Lasciando perdere l’ambito più stretto dei compagni, conosciamo sia medici sia – soprattutto – infermieri ed operatori socio-sanitari che si stanno organizzando contro l’obbligo vaccinale. Si tratta di medici già attivi in passato nel denunciare le diverse nocività ambientali (sulle quali i dirigenti sanitari, così impregnati di etica professionale nel caso di questi vaccini, sono sempre stati responsabilmente in silenzio), ma che si rifiutano di somministrare qualcosa i cui effetti a medio-lungo termine sono del tutto sconosciuti. Si tratta di infermiere che lavorano nei reparti Covid degli ospedali, alle quali non va certo spiegato che la situazione nelle terapie intensive è drammatica. Si tratta di operatori socio-sanitari che hanno chiesto di essere mandati nelle RSA riservate ai malati di Covid. Alla logica della vaccinazione di massa (a prescindere dall’età, dallo stato di salute, dal grado di immunizzazione naturale raggiunto) non contrappongono… la rivoluzione sociale, ma l’attivazione immediata di un sistema di cure tempestive a domicilio, una medicina del territorio non ospedale-centrica, a cui la macchina delle vaccinazioni – e poi rivaccinazioni – sottrae e sottrarrà ulteriormente personale e risorse. Alcuni di loro, tra l’altro, sono assai preparati anche sugli aspetti strettamente scientifici legati a questi vaccini, forse più dei sindacalisti che dichiarano di volerli difendere.

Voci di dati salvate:
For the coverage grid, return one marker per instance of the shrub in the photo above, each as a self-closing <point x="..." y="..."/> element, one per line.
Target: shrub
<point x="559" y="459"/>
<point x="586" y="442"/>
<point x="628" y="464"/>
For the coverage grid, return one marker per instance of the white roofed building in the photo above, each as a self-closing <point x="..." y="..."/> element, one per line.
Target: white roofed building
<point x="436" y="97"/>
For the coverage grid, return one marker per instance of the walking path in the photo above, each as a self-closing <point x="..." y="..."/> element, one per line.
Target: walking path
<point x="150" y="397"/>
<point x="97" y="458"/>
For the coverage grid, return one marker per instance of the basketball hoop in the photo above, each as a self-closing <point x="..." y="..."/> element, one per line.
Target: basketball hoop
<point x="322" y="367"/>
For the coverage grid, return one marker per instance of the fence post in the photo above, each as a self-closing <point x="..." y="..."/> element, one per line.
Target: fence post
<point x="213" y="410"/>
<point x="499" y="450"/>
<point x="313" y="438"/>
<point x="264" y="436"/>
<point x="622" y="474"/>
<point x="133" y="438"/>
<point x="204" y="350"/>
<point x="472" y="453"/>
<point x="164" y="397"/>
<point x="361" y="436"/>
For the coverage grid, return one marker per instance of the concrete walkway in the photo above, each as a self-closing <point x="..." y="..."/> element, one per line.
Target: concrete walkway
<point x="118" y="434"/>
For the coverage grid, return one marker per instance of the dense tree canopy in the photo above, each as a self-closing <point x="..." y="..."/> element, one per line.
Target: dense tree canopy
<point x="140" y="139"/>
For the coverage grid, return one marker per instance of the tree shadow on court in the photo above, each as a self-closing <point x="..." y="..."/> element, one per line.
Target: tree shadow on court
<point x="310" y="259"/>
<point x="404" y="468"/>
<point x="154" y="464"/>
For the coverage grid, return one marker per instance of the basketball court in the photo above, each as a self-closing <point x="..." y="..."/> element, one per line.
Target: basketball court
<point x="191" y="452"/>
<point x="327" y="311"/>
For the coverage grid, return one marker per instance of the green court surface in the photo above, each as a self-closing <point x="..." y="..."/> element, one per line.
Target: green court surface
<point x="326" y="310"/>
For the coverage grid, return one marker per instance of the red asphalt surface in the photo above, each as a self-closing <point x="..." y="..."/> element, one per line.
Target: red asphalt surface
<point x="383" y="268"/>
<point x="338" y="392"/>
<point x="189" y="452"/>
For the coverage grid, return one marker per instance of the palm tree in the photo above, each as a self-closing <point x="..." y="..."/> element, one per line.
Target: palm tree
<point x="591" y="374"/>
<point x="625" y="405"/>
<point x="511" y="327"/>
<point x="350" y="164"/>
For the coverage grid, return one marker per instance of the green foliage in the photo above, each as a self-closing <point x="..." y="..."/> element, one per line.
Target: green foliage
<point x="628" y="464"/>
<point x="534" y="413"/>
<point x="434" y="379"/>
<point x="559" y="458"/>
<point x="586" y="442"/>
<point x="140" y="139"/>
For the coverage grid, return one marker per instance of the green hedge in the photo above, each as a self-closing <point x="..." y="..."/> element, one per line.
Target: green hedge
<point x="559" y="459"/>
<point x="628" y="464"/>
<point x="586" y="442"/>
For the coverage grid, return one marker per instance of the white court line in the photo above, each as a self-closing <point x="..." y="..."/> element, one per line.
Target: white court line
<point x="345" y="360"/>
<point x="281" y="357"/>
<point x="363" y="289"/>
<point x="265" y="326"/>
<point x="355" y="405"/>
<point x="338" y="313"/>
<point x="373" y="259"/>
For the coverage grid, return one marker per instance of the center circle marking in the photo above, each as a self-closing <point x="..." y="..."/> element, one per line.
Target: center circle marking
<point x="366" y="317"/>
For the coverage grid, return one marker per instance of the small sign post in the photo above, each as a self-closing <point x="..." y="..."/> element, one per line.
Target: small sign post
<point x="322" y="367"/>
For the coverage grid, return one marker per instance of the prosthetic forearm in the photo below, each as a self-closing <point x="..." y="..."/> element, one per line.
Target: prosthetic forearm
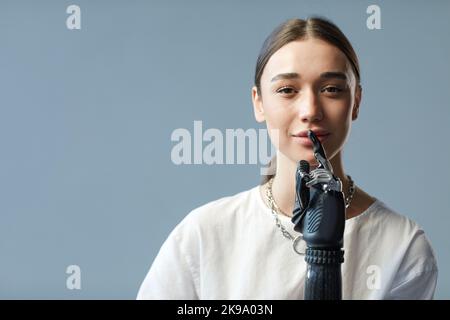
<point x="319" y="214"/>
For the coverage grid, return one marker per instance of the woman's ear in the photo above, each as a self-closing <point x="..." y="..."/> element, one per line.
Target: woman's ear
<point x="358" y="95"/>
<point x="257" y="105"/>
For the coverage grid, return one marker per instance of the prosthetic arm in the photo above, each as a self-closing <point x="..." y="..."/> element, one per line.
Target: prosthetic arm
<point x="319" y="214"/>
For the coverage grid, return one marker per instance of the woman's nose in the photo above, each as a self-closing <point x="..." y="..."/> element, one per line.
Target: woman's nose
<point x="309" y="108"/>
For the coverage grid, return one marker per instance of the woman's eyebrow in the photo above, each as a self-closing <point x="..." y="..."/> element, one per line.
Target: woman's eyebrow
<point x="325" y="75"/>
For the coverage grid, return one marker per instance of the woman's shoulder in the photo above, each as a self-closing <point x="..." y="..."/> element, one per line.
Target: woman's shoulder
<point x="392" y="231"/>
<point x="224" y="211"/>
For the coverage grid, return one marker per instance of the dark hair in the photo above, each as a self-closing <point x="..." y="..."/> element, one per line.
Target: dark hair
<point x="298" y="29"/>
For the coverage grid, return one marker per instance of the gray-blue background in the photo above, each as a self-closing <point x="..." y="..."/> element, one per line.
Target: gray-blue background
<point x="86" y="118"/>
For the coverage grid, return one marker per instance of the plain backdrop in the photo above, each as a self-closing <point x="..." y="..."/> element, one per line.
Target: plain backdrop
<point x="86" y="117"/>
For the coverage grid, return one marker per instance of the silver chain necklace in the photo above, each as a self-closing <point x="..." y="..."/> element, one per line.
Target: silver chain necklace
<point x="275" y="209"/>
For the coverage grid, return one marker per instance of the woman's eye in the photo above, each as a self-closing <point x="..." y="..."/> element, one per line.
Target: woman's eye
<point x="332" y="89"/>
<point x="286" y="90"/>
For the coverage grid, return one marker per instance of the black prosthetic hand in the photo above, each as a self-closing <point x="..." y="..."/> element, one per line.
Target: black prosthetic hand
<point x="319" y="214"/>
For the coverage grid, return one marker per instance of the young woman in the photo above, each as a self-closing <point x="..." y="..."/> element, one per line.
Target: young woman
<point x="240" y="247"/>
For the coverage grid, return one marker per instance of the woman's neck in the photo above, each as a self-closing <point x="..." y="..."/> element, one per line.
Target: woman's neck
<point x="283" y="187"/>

▸ **Consegna**: Trascrivi per intero il brano sull'obbligo vaccinale, senza cambiare nulla.

▸ **Esercizio svolto**:
Lasciando perdere l’ambito più stretto dei compagni, conosciamo sia medici sia – soprattutto – infermieri ed operatori socio-sanitari che si stanno organizzando contro l’obbligo vaccinale. Si tratta di medici già attivi in passato nel denunciare le diverse nocività ambientali (sulle quali i dirigenti sanitari, così impregnati di etica professionale nel caso di questi vaccini, sono sempre stati responsabilmente in silenzio), ma che si rifiutano di somministrare qualcosa i cui effetti a medio-lungo termine sono del tutto sconosciuti. Si tratta di infermiere che lavorano nei reparti Covid degli ospedali, alle quali non va certo spiegato che la situazione nelle terapie intensive è drammatica. Si tratta di operatori socio-sanitari che hanno chiesto di essere mandati nelle RSA riservate ai malati di Covid. Alla logica della vaccinazione di massa (a prescindere dall’età, dallo stato di salute, dal grado di immunizzazione naturale raggiunto) non contrappongono… la rivoluzione sociale, ma l’attivazione immediata di un sistema di cure tempestive a domicilio, una medicina del territorio non ospedale-centrica, a cui la macchina delle vaccinazioni – e poi rivaccinazioni – sottrae e sottrarrà ulteriormente personale e risorse. Alcuni di loro, tra l’altro, sono assai preparati anche sugli aspetti strettamente scientifici legati a questi vaccini, forse più dei sindacalisti che dichiarano di volerli difendere.